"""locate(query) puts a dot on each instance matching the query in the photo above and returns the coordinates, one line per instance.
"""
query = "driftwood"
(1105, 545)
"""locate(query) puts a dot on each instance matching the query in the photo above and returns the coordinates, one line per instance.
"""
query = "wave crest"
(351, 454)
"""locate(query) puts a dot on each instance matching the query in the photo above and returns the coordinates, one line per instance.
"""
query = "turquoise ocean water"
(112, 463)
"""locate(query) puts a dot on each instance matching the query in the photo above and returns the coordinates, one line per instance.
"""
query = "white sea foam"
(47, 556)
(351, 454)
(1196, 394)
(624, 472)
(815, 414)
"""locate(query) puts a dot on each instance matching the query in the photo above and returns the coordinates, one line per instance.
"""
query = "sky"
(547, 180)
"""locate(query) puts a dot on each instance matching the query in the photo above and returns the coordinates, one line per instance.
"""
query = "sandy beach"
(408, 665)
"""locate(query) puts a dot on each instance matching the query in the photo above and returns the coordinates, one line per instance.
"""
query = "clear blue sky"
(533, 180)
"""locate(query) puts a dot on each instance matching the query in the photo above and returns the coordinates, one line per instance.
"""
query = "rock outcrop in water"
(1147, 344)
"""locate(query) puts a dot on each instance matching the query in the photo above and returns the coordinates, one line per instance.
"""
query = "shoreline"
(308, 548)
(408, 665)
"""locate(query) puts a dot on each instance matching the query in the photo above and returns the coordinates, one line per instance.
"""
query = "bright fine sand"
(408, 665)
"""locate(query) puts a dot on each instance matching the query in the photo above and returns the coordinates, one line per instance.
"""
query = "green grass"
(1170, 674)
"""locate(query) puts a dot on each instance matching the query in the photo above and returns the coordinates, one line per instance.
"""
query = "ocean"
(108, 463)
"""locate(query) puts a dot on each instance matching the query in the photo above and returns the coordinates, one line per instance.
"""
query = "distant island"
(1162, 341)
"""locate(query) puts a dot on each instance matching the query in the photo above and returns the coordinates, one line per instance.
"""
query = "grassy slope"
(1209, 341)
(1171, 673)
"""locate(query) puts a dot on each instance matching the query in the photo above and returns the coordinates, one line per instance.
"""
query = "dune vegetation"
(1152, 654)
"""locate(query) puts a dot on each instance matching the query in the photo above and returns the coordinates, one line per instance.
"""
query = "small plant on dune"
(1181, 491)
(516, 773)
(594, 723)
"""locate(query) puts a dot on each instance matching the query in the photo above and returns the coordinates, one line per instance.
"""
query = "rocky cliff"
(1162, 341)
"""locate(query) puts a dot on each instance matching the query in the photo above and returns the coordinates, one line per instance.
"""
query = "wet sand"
——————————
Could you quote the records above word for word, everything from their very start down to and including the line that contains "(1147, 344)"?

→ **Answer in full**:
"""locate(query) puts a dot on each instance matching the query in the photo above and returns the coordinates, one line per instance.
"""
query = "driftwood"
(1105, 545)
"""locate(query) puts a dot on each instance matching the query in the photo above and returns the coordinates, one line per instance.
"""
query = "wave crest"
(351, 454)
"""locate(query) puts a dot on each instance matching the query in the photo above and returns the coordinates, one line per instance.
"""
query = "turquoise ocean water"
(112, 463)
"""locate(query) puts a dot on each instance matching the query in the photo above and returns the coordinates, one line per instance.
"""
query = "white sea foam"
(47, 556)
(351, 454)
(1196, 394)
(624, 472)
(815, 414)
"""locate(query) puts a dot on each instance matching the query in the photo above and returns the coordinates, one line per instance.
"""
query = "sky"
(547, 180)
"""locate(query) puts a dot on each instance matching the query in the photo above and returns the coordinates, one line per instance.
"""
query = "sandy beach"
(408, 665)
"""locate(query) puts a dot on each instance matching the query in the photo above and returns the coordinates, one line per instance.
"""
query = "clear blue sky"
(533, 180)
"""locate(query) puts a dot on each instance matching the query in the photo above and returns the coordinates, one line per instance.
"""
query = "rock outcrop in water"
(1147, 344)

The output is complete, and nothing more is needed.